▶ **Work to do**
Add 125 to every coordinate value in the lines between the one containing "Each instance of the woman in black" and the one containing "(1061, 556)", inclusive. Write out every line in that span, and no others.

┄┄┄┄┄┄

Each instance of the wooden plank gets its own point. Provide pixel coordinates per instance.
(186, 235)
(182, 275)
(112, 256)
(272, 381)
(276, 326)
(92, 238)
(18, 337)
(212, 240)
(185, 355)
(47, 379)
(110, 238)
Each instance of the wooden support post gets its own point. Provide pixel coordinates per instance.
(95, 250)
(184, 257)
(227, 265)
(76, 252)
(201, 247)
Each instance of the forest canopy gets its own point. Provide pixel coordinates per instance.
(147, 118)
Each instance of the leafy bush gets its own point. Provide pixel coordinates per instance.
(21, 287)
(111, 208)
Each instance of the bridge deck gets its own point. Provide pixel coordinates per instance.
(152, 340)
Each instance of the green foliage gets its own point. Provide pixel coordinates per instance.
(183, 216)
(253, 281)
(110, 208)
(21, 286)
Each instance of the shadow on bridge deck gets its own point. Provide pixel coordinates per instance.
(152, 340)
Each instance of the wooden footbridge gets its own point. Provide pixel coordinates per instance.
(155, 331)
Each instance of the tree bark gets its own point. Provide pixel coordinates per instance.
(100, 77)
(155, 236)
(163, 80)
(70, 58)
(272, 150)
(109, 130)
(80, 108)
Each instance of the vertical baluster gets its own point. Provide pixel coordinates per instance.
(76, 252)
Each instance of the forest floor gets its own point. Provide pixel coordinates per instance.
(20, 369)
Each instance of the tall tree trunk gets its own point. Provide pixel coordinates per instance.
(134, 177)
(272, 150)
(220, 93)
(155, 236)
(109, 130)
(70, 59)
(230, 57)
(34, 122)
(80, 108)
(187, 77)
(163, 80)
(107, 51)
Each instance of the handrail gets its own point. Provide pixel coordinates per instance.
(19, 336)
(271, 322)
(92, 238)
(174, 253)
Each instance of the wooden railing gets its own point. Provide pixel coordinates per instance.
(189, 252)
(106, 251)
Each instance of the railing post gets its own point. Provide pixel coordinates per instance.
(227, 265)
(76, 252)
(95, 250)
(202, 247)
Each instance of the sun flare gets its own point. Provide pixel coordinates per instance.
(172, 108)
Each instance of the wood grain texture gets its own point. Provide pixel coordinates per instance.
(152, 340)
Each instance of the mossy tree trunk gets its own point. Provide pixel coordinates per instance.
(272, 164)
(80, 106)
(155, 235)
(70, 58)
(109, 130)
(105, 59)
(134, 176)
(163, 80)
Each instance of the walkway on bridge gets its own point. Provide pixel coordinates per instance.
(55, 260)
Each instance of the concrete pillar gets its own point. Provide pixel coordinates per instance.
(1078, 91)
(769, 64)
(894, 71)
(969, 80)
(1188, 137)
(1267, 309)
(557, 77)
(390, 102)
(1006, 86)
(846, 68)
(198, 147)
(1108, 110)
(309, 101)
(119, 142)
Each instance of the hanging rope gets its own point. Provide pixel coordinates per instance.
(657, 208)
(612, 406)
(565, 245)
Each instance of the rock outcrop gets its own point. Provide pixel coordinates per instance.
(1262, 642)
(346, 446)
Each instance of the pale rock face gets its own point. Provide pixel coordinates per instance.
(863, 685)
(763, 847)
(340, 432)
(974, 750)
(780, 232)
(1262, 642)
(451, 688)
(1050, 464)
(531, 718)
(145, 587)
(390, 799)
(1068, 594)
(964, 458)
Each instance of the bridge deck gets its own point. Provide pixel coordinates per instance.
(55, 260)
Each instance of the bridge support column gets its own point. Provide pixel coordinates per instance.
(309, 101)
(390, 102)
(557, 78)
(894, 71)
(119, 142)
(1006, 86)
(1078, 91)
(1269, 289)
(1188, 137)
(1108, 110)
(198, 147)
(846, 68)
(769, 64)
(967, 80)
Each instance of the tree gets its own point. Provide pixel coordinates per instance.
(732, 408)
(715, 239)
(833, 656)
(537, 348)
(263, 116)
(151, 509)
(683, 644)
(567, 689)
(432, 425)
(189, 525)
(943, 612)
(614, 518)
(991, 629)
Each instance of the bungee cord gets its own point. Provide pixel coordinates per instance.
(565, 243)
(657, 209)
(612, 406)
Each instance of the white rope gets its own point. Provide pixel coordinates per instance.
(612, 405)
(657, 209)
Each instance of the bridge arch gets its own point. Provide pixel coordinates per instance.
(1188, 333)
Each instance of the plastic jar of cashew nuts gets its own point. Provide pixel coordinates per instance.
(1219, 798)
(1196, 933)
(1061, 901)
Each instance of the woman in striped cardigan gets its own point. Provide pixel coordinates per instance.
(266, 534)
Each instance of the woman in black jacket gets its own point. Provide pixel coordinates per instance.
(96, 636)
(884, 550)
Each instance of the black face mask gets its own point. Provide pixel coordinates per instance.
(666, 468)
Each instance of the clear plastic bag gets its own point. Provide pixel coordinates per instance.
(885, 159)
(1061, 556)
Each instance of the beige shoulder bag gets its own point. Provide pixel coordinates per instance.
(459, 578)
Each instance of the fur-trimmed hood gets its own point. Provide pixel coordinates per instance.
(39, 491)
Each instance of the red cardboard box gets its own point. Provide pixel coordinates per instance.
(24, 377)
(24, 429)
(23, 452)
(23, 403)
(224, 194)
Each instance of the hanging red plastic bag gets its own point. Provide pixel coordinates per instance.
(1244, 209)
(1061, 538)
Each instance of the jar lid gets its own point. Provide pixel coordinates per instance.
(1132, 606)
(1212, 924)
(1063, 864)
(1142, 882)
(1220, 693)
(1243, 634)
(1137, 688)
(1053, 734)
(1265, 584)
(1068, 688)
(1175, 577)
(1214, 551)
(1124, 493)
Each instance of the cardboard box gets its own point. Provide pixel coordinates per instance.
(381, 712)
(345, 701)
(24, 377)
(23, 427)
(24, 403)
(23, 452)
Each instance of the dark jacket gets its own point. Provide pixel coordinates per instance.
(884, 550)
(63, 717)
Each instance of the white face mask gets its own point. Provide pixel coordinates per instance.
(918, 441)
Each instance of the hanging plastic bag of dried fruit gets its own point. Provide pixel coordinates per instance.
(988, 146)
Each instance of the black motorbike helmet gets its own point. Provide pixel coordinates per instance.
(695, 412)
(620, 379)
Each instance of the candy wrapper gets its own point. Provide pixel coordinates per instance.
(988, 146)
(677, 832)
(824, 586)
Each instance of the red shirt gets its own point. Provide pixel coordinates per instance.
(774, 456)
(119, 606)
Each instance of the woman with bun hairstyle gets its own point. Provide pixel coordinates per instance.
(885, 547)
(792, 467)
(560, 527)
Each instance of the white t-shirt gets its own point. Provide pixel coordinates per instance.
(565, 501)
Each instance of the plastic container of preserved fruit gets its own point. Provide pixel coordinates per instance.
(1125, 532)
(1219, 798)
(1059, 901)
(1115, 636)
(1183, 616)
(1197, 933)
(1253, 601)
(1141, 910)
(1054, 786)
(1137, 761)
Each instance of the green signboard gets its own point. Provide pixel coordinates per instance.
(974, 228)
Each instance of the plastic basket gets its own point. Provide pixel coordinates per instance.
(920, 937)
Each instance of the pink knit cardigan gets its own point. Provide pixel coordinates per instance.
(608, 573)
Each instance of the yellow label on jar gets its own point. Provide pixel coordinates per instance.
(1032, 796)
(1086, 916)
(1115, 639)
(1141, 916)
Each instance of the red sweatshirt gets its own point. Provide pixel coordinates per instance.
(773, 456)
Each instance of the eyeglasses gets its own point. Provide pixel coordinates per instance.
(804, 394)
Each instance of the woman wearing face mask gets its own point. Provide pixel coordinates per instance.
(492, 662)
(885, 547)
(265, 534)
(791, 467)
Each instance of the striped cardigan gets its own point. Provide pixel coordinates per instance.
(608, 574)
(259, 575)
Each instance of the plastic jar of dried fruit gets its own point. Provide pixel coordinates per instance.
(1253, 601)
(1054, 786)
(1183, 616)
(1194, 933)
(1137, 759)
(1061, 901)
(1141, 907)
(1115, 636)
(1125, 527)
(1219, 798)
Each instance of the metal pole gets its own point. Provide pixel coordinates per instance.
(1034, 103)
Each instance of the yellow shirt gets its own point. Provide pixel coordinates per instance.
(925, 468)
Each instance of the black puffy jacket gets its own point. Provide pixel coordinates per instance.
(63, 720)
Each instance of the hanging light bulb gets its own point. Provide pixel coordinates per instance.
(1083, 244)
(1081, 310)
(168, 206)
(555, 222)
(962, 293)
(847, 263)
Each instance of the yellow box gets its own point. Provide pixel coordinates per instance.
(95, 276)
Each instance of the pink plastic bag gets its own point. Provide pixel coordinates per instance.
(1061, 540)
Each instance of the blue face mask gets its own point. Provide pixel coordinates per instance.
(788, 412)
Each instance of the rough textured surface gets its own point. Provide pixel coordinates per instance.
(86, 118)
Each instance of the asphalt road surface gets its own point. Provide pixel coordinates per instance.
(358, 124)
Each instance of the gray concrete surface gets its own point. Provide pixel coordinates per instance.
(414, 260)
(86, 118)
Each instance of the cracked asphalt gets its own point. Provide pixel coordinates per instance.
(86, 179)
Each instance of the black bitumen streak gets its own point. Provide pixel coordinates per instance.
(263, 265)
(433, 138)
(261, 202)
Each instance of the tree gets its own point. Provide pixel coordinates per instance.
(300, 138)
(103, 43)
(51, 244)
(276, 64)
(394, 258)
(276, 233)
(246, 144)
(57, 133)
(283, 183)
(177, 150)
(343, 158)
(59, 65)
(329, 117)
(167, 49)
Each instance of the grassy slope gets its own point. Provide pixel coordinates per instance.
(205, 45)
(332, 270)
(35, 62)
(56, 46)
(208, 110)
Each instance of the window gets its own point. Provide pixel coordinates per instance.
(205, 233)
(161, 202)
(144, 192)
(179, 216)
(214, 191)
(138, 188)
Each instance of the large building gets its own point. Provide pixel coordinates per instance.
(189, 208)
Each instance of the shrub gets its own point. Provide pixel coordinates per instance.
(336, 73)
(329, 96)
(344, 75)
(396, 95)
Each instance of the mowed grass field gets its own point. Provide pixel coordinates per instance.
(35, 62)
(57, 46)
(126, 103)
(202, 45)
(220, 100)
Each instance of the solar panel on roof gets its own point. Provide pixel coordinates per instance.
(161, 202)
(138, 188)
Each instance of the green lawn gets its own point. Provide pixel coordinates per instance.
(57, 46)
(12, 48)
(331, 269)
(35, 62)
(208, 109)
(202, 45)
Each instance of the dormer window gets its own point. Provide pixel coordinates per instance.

┄┄┄┄┄┄

▶ **Right answer**
Each instance of the woman in black jacket gets its own point. Provide pixel coordinates per instance.
(221, 761)
(1009, 675)
Each instance of the black face mask gets its own point. Provide pixel coordinates per instance.
(791, 593)
Each instance of the clear plastic bag gets its own point. Provide pixel coordinates per instance.
(1010, 284)
(1186, 681)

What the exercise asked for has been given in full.